:: WRITTEN PROBLEM 1 ::
Pull out every line of the listing below that contains the word "display", with case counting toward a match.

:: TEXT BLOCK ::
============
I spent a good 45 minutes sitting at the bar with these two guys and it was as if they were enveloped in a force field which isolated them from everyone and everything going on around them, around the world, all of which poured into the rest of us from half a dozen television sets spread around the establishment. I picked up my steam beer, grettes, asked the beertender for the house darts, and moved far away from those two men. Being in their presence I was soiled.

I expected the market to tumble today, FS. As impressed as I am with the pulling together of people I've witnessed the past six days, I was sure as shit short term profit/loss would rule today, as it does every day on Wall Street. It's what they do.

-- Rich (living_in_interesting_times@hotmail.com), September 17, 2001.


And folks wonder why I am unsure that the US has the guts to stick with an eight to ten year battle against terrorists.

-- Uncle Deedah (unkeed@yahoo.com), September 17, 2001.

FutureShock,
The following may be worth considering in deciding how strongly investors should be criticized:

1. Traders who were doing right by their clients, were also fulfilling obligations to their own families to put food on the table.

2. The private sector has become hyperextended on credit, and believing that the stock market would go up forever, has poured funds into it which it cannot afford to lose or to even have substantially eroded.

I admire your sentiment and your having acted on it. But the vast majority of households are in too tight a financial bind to be able to follow suit, even if they wanted to.

Rich,
Those two subhumans must have turned your stomach. A desire to throw darts was more than understandable.

-- David L (bumpkin@dnet.net), September 17, 2001.


David,

Well, this is one time I'll break ranks with conservatives. I was VERY disheartened today. It seems that all the day traders and stock gamblers put their pockets ahead of their country. There's no other way to put it.

I can understand some people selling off (yes, there were few who really had no choice -- say, an elderly couple getting ready to retire). I expected the market to decline a bit ... but nothing like it did.

We've sent a clear message to terrorists that they can destroy our economy because our investors have no spine.

This thing from the brokerage firms about, having "a fiduciary responsibility to our clients" only holds water so far. The SAME PEOPLE who say this also say things like, "stay in the market, you make money over the long term."

I guess they expect little guys (like that elderly couple I just mentioned) to do as they SAY and not as they DO.

I realize that there were profits to be taken today ("shorting" transportation stocks, for one) but just once, couldn't the little neener neeners with their Yuppie Phones and pagers put the long term interests of the nation ahead of quick profits?

The real irony is that a Saudi Arabian prince may have been more "patriotic" than many Americans (see the little video sidebar about 2/3 of the way down on the page).

I'll have more to say on this later. Nuff for now.

-- Stephen M. Poole (smpoole7@bellsouth.net), September 17, 2001.



I try always to give people the benefit of the doubt, David. Who knows what has transpired in anyone's life prior to meeting them on the street or in a tavern or at the counter at Burger King. Ya know?

-- Rich (living_in_interesting_times@hotmail.com), September 17, 2001.

Gentlemen,

It's not as simple as being patriotic or not being patriotic. As "World" pointed out, there are many non-Americans who trade in our markets, as well.

Also, a scary little phrase known as "margin call" can have an interesting effect on an "investor".

If it is any solace to you, a few different stocks that I glanced at opened on their lows for the day, proving that, for the time being anyway, selling today at the open was not the right thing to do.
============
:: INFORMATION SHOWN ::
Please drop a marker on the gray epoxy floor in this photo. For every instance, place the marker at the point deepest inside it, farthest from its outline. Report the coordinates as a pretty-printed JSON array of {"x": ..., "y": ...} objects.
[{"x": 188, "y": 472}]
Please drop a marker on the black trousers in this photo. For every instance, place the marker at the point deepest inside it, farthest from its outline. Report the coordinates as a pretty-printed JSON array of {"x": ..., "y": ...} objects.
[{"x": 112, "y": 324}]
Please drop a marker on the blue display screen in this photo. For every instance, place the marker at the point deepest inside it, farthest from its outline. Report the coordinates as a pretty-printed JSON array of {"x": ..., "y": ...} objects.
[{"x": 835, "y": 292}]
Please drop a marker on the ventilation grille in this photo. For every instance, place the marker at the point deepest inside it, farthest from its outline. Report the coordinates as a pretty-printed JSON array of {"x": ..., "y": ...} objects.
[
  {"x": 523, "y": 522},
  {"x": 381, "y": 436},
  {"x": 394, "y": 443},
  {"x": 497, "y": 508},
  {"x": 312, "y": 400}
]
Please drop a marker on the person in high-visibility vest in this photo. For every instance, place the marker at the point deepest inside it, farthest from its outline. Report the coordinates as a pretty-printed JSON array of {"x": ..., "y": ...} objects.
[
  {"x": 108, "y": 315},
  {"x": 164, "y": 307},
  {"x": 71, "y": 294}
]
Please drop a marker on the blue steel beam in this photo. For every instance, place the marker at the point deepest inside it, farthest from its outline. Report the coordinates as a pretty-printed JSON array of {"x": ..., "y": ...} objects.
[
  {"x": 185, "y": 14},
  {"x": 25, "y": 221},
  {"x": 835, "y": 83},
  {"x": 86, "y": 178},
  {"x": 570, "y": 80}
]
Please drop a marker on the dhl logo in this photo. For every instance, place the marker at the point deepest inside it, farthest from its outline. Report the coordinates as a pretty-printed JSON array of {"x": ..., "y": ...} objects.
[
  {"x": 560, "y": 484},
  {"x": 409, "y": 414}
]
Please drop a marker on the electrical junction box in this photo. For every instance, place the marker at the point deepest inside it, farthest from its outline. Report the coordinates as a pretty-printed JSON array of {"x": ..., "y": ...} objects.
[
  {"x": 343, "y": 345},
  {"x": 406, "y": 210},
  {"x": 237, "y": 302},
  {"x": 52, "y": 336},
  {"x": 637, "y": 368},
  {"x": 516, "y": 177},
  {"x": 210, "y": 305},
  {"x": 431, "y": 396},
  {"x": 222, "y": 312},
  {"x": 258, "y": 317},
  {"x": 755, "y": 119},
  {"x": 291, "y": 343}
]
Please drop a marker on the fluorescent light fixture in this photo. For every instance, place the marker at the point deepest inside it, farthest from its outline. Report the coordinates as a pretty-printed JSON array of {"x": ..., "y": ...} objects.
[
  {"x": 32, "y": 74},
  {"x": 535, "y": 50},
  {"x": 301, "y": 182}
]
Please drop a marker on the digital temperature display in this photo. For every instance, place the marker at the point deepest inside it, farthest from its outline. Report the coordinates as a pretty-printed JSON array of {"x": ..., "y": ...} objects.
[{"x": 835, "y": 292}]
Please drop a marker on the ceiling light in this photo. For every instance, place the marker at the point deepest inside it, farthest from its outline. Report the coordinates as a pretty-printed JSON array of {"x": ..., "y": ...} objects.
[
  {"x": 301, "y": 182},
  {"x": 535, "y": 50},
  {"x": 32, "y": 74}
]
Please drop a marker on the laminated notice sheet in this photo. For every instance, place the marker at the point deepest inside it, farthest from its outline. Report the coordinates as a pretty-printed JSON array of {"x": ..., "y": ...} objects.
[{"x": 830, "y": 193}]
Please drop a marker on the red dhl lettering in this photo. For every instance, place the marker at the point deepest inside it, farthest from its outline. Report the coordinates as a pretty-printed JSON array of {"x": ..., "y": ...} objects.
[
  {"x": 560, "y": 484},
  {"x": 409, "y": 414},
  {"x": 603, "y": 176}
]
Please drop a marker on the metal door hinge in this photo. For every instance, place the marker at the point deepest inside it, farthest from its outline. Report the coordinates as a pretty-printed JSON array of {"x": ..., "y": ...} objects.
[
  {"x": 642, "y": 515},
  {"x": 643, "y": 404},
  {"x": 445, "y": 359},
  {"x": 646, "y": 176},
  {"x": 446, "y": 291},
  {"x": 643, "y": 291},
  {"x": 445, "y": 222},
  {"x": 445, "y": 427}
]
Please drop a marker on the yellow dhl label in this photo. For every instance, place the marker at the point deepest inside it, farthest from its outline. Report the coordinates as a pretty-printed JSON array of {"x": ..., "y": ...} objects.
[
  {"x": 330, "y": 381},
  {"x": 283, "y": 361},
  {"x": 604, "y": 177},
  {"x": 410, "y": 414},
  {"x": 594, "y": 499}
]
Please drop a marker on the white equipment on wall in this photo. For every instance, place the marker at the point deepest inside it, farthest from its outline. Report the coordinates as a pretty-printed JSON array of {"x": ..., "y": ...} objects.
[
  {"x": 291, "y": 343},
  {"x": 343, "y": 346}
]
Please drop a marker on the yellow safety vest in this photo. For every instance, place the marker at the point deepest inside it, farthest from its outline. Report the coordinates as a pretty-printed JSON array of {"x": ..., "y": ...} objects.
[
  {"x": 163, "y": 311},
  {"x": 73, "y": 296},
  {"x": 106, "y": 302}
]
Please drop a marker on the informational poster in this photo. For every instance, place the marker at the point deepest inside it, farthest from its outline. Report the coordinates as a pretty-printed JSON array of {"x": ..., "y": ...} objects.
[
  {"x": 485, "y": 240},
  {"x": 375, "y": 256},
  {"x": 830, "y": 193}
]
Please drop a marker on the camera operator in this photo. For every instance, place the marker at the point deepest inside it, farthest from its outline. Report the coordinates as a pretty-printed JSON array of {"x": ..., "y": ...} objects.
============
:: WRITTEN PROBLEM 2 ::
Write what comes next in the discussion above about the market drop, picking up after its last sentence.

:: EXERCISE RESPONSE 1 ::
Please drop a marker on the blue display screen in this photo. For every instance, place the marker at the point deepest inside it, farthest from its outline. Report the coordinates as a pretty-printed JSON array of {"x": ..., "y": ...} objects.
Please drop a marker on the digital temperature display in this photo. For every instance, place the marker at the point deepest inside it, farthest from its outline. Report the coordinates as a pretty-printed JSON array of {"x": ..., "y": ...} objects.

:: EXERCISE RESPONSE 2 ::
-- J (Y2J@home.comm), September 18, 2001.

FS,

On the up side of the market today, the DJIA really only dropped 7.13%, which is LESS than the anticipated of 8-12% which CNNfi had predicted. So perhaps you can find a little hope in those numbers. I know I did.

I too bought American today, with hope in my heart for America's future. It is what we American's do best you know, look on the bright side. We have a history of being challenged and our strength of purpose has always endured. Believe it will again, because history has shown us this holds true. I feel, and know in my gut, that we as a nation will be stronger for this horrid tragedy we have all suffered through in the last week.

There are no adjectives to adequately describe what each of us, from our own perspective, has experienced these last agonizing days. Words seem no inadequate, when only tears over the loss of humanity stream down our collective faces only to be replaced by more tears. And the understanding never comes, but the fear of more attacks is ever present on the the precipice of your only too newly alerted consciousness. We all want to fight back, to express that angry part of us that feels like our personal lives were invaded upon, because in truth, they were. However turning that anger into something constructive is the difficult thing in the days, and months ahead.

My sense tells me to turn to those we know and love, and let them know we are there for them, should there be anything they need. To take the negative, and turn it into a positive can be our only healing. Please know that my healing, positive thoughts are coming in your direction, to you and yours. The healing is up to us. May the white light surround you in the days to come friend. This is a hope I hold for all of America, and pray I see the day it is so.

-- Aunt Bee (Aunt__Bee@hotmail.com), September 18, 2001.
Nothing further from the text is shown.